- [TASKS TO CARRY OUT]
• 1. In the qlogic 2200 thread, what does the reply suspect is causing the problem?
• 2. Do these statements agree with the qlogic 2200 thread? (a) The problem appears when reading from the disks. (b) Kernel 2.4.12 works correctly. (c) The NFS setup uses TCP.

- [EXCERPTED TEXT]
Hi folks,
I'm seeing a problem on all the kernels that are 2.4.13pre1 and up. I've
lost the ability to communicate to my storage through some qlogic 2200 fibre
channel cards. All the disks are identified and given over to devices. The
problem occurs when you attempt to write to the disks. The system prints
out that the link is up, but will not move from there. The system becomes
unresponsive to the keyboard. Up to 2.4.12 works ok (I'm putting together
some comparative numbers), and the current ac tree is working correctly as
well.
I saw this behavior with 2.4.10 and the bounce memory patch by Jens Axboe,
but attributed it to operator error. I'm less sure now.
Any ideas about what is going on would be appreciated. I know this is a
sketchy description, but I'm hoping someone else has seen it too and can
help me get closer to a resolution.
Cary Dickens
Hewlett-Packard
Hardware:
4 processors, 4GB ram
45 fibre channel drives, set up in hardware RAID 0/1
2 direct Gigabit Ethernet connections between SPEC SFS prime client and
system under test
reiserfs
all NFS filesystems exported with sync,no_wdelay to insure O_SYNC writes to
storage
NFS v3 UDP
On Tue, Oct 16 2001, DICKENS,CARY (HP-Loveland,ex2) wrote:
> Hi folks,
>
> I'm seeing a problem on all the kernels that are 2.4.13pre1 and up. I've
> lost the ability to communicate to my storage through some qlogic 2200 fibre
> channel cards. All the disks are identified and given over to devices. The
> problem occurs when you attempt to write to the disks. The system prints
> out that the link is up, but will not move from there. The system becomes
> unresponsive to the keyboard. Up to 2.4.12 works ok (I'm putting together
> some comparative numbers), and the current ac tree is working correctly as
> well.
>
> I saw this behavior with 2.4.10 and the bounce memory patch by Jens Axboe,
> but attributed it to operator error. I'm less sure now.
>
> Any ideas about what is going on would be appreciated. I know this is a
> sketchy description, but I'm hoping someone else has seen it too and can
> help me get closer to a resolution.
This smells like a bug in the pci64 conversion of qlogicfc. Maybe davem
has an idea, I'll take a look too.
BTW, I'd love to see no-bounce numbers for this setup once this bug is
resolved!

- [Bounding-box records]
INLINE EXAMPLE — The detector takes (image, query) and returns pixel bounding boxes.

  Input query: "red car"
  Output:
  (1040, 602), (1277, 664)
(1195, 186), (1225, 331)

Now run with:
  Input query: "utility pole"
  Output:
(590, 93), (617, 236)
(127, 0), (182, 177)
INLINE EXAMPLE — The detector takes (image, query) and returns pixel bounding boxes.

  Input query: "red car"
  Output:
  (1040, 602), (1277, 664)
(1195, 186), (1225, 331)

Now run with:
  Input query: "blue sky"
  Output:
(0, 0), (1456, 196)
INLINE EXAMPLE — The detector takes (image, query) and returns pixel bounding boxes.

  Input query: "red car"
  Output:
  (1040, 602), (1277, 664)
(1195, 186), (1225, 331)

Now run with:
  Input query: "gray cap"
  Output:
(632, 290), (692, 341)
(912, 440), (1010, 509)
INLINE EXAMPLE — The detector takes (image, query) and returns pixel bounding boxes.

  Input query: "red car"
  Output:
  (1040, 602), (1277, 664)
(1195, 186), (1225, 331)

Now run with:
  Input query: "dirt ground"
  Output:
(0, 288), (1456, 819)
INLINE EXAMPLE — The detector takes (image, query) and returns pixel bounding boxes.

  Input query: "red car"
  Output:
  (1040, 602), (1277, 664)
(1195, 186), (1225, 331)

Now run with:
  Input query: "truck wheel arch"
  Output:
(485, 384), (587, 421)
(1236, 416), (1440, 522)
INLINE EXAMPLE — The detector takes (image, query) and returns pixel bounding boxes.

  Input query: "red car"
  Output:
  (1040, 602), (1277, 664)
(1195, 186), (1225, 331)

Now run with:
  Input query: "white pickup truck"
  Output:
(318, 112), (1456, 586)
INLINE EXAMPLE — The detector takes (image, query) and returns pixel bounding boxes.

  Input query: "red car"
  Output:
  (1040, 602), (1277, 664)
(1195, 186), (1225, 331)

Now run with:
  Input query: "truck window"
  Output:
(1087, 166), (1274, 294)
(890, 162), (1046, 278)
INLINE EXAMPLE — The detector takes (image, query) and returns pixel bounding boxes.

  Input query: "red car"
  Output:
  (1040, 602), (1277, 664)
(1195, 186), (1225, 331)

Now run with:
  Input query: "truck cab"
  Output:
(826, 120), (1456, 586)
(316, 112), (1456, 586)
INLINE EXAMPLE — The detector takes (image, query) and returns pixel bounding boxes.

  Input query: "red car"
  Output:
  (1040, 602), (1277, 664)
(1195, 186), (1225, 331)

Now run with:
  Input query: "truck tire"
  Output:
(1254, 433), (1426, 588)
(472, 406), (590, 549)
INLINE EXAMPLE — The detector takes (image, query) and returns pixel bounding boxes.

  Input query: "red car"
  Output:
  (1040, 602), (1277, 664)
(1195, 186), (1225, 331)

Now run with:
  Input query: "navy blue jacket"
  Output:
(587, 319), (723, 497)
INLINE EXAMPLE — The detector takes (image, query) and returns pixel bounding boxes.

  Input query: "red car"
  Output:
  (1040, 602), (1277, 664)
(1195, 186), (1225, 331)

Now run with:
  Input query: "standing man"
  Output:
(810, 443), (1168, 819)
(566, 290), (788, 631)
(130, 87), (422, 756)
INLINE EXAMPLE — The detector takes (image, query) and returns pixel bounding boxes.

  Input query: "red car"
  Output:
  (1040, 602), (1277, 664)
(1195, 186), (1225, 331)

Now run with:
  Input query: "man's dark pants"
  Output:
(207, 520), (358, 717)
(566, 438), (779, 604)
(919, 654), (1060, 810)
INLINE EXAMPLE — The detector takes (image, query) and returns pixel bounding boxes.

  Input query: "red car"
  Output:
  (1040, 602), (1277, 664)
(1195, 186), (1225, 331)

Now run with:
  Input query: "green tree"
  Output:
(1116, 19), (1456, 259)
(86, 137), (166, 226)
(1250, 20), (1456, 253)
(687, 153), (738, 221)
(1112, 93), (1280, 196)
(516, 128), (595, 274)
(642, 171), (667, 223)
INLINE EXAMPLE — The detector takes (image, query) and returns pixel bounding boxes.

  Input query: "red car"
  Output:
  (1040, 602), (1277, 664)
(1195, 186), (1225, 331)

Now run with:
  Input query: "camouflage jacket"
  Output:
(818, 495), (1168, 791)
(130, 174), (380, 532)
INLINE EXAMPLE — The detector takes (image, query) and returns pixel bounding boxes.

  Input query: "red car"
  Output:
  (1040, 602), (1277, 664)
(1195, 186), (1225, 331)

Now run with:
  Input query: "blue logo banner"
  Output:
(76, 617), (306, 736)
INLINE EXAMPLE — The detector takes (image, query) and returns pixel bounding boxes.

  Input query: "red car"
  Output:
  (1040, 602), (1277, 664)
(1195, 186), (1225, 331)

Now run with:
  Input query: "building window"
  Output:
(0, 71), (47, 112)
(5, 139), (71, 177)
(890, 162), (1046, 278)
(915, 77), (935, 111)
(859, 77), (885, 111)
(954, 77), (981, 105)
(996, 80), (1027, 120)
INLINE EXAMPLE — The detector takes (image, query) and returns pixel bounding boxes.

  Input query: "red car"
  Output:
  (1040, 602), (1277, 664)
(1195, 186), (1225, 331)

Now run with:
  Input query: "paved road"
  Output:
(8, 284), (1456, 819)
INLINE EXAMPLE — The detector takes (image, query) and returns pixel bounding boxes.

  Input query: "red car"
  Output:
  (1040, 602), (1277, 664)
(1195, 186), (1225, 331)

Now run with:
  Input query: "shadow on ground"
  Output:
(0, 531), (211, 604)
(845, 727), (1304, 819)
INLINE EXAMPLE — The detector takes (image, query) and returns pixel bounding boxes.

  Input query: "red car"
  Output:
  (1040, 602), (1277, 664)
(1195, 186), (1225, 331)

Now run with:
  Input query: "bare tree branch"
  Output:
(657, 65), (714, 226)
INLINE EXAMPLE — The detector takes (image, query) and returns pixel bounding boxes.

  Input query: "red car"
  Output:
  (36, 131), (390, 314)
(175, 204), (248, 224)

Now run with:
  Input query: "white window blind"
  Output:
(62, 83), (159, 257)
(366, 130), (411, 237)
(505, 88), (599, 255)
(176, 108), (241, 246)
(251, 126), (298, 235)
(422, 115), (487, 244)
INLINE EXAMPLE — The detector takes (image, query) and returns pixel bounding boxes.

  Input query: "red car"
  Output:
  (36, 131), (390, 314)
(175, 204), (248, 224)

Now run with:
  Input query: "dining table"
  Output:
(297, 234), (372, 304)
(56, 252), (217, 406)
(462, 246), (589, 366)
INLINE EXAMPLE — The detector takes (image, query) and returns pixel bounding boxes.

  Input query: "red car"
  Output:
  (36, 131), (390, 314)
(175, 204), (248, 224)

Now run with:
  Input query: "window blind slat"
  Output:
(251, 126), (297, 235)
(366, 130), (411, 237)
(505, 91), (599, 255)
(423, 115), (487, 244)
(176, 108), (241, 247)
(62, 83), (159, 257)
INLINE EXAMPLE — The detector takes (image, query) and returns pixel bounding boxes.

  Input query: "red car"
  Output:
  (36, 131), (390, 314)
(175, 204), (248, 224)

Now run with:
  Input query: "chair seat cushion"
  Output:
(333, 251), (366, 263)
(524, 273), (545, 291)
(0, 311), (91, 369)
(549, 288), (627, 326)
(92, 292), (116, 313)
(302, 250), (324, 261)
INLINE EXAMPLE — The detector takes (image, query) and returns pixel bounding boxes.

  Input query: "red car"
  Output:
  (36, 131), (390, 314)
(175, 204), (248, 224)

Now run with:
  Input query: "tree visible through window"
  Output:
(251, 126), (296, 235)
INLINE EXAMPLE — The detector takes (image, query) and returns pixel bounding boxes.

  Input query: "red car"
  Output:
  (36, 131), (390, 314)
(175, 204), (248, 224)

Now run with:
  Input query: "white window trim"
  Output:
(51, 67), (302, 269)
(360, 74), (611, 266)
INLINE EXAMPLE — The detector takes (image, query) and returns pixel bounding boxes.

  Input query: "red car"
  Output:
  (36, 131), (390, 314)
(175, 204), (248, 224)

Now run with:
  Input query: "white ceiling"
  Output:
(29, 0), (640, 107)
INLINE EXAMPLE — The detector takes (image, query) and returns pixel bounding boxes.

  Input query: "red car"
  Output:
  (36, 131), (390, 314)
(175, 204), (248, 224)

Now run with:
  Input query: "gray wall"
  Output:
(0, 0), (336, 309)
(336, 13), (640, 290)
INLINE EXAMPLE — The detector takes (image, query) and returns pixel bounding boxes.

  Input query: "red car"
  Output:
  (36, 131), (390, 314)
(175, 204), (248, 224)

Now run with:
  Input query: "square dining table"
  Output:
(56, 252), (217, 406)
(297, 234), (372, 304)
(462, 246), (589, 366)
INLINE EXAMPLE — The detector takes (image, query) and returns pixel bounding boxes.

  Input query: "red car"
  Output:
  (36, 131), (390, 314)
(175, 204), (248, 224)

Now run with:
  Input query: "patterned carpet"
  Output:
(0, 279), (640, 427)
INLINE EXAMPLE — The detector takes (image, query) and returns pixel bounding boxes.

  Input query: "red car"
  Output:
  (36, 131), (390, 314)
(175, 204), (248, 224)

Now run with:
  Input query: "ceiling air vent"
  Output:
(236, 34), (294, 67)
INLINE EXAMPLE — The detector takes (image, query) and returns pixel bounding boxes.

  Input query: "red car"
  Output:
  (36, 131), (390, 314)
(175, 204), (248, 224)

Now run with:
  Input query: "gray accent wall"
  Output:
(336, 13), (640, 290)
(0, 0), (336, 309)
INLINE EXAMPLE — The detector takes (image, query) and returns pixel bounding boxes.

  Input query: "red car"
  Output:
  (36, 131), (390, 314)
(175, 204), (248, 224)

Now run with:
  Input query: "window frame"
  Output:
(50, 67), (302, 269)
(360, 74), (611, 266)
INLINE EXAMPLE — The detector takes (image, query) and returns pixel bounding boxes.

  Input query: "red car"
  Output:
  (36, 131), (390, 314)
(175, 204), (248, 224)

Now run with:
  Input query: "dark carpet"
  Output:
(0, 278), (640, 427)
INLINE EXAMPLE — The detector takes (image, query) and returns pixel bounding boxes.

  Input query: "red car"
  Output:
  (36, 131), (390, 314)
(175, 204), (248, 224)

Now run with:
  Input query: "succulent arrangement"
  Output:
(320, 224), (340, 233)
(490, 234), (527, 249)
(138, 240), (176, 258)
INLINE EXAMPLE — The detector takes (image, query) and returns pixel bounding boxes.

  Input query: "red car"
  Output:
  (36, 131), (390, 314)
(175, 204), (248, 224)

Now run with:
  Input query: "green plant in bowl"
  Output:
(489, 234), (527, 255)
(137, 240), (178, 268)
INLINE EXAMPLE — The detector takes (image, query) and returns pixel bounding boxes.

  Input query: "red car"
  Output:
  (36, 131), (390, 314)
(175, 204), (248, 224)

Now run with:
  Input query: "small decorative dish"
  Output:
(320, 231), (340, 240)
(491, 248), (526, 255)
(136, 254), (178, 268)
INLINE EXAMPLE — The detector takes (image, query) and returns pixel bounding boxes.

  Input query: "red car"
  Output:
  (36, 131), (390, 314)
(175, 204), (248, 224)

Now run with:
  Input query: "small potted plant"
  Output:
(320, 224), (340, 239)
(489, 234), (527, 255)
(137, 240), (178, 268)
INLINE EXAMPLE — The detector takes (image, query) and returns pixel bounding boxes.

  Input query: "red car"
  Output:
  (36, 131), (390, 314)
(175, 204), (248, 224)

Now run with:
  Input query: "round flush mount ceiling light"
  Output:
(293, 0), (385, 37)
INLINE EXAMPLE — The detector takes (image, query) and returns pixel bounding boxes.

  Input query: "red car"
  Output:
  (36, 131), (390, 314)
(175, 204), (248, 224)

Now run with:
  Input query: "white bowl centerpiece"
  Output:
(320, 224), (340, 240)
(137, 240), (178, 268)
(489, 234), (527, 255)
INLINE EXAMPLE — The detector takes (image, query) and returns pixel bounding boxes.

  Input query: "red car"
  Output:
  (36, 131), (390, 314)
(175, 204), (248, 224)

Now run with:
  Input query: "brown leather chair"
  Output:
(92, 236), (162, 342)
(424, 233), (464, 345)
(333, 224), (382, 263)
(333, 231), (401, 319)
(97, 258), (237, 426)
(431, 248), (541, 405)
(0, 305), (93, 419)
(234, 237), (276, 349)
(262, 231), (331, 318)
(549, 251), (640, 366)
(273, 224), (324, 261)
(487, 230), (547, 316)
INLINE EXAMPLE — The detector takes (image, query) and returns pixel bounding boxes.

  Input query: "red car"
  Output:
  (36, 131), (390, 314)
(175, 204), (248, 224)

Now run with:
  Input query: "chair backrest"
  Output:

- [THE ANSWERS]
• 1. A bug in the pci64 conversion of qlogicfc.

• 2.
(a) No: "The problem occurs when you attempt to write to the disks."
(b) Yes: "Up to 2.4.12 works ok"
(c) No: "NFS v3 UDP"